--- Begin ---

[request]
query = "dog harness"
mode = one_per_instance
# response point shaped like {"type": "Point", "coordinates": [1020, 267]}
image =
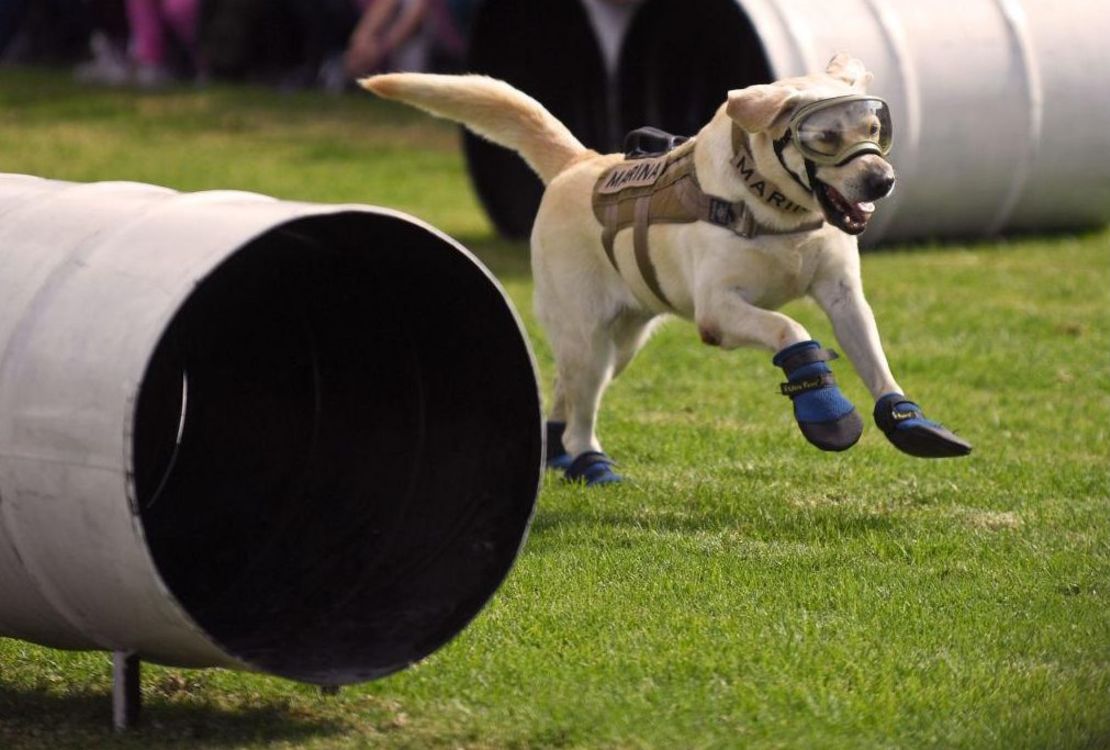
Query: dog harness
{"type": "Point", "coordinates": [649, 189]}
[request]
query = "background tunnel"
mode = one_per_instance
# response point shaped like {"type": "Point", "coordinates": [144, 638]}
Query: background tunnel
{"type": "Point", "coordinates": [996, 121]}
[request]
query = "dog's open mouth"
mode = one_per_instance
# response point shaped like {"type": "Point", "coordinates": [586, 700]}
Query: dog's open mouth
{"type": "Point", "coordinates": [847, 216]}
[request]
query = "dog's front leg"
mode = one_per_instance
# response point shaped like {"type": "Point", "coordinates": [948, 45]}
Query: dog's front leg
{"type": "Point", "coordinates": [826, 418]}
{"type": "Point", "coordinates": [841, 297]}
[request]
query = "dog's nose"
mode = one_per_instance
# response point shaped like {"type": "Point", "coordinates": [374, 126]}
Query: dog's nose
{"type": "Point", "coordinates": [879, 185]}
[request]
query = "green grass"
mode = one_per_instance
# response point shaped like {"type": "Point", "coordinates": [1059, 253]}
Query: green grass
{"type": "Point", "coordinates": [743, 589]}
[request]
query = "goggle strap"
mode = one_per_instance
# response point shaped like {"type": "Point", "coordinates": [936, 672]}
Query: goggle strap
{"type": "Point", "coordinates": [779, 148]}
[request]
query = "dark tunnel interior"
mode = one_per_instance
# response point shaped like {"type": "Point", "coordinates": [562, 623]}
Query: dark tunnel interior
{"type": "Point", "coordinates": [337, 447]}
{"type": "Point", "coordinates": [679, 60]}
{"type": "Point", "coordinates": [548, 51]}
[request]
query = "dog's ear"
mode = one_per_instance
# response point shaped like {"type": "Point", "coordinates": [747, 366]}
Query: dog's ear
{"type": "Point", "coordinates": [850, 70]}
{"type": "Point", "coordinates": [758, 108]}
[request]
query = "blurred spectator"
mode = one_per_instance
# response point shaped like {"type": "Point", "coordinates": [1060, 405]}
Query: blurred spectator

--- End ---

**PROBLEM REQUIREMENTS:**
Leave out the pictures and output every record above precisely as given.

**OUTPUT FOR THIS EXERCISE:**
[request]
query = "dog harness"
mode = one_per_instance
# response point shaped like {"type": "Point", "coordinates": [1020, 267]}
image =
Query: dog harness
{"type": "Point", "coordinates": [649, 189]}
[request]
query = "background tunnel"
mode = one_per_instance
# response point shaped like {"type": "Point", "coordinates": [144, 638]}
Query: background tunnel
{"type": "Point", "coordinates": [996, 121]}
[request]
query = "dog's open mouth"
mode = one_per_instance
# response point shaped like {"type": "Point", "coordinates": [586, 700]}
Query: dog's open mouth
{"type": "Point", "coordinates": [847, 216]}
[request]
query = "dog's front leg"
mode = one_per_instance
# response point shaped like {"type": "Point", "coordinates": [948, 45]}
Query: dog's front leg
{"type": "Point", "coordinates": [826, 418]}
{"type": "Point", "coordinates": [841, 297]}
[request]
query = "dog's nose"
mode = one_per_instance
# response point shaped like {"type": "Point", "coordinates": [374, 126]}
Query: dog's nose
{"type": "Point", "coordinates": [879, 185]}
[request]
query = "green grass"
mode = one_per_instance
# response point shaped like {"type": "Point", "coordinates": [1059, 253]}
Query: green grass
{"type": "Point", "coordinates": [743, 589]}
[request]
query = "goggle strap"
mode = one_per_instance
# response point shaped like {"type": "Point", "coordinates": [936, 672]}
Query: goggle strap
{"type": "Point", "coordinates": [779, 148]}
[request]
query = "dark tunnel interior"
mode = one_per_instance
# response point shaped like {"type": "Point", "coordinates": [562, 623]}
Query: dark tunnel interior
{"type": "Point", "coordinates": [337, 447]}
{"type": "Point", "coordinates": [679, 60]}
{"type": "Point", "coordinates": [548, 51]}
[request]
query = "dog's ear"
mode = one_per_instance
# response point shaped like {"type": "Point", "coordinates": [747, 366]}
Query: dog's ear
{"type": "Point", "coordinates": [850, 70]}
{"type": "Point", "coordinates": [758, 108]}
[request]
query = "blurred spectator"
mode = one_per_instance
# response point shaped like {"type": "Point", "coordinates": [1060, 405]}
Query: blurred spectator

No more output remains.